THE DATA:

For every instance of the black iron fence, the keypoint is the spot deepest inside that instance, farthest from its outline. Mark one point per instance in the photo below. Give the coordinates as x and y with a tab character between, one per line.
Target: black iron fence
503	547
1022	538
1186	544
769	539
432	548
---
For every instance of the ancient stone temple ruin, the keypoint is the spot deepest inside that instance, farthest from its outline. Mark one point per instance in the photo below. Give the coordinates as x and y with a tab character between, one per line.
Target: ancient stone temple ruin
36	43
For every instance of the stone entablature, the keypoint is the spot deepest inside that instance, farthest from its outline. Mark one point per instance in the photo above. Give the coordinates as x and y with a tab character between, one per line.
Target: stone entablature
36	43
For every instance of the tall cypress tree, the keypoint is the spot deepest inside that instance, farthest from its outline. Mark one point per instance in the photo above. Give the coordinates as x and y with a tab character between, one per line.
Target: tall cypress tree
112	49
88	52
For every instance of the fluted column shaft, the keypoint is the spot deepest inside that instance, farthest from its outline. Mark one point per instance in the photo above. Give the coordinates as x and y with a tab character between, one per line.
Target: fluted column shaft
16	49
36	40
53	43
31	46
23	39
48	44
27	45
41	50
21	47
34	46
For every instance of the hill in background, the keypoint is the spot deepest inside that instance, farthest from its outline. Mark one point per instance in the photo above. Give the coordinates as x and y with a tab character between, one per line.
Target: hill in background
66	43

AIM OF THE EXERCISE:
For the word "above", go through the records and show each line that carries it.

ANSWER AREA:
For every instance of the stone entablature, the keypoint is the spot deepest inside that instance, farthest from its outline. Mark one point per instance in the photo above. Give the coordinates as x and y with a tab character between, one per line.
For every instance of the tall cypress tree, the keypoint is the spot deepest inside that instance, farthest from its outline. Mark one point per instance in the photo above. Give the coordinates as x and y with a tab character between, one per line.
For every instance of the fluted column shaft, the keypoint is the spot deepest inside that instance, farthest from its outline. Mark one point per instance in the photo above. Give the coordinates as x and y with a tab character between, one per line.
For every instance of the hill in background, the keypoint is the spot deepest inside that instance, farthest from its outline. Mark one point per instance in the photo above. Give the coordinates as x and y with a tab character between, one per line.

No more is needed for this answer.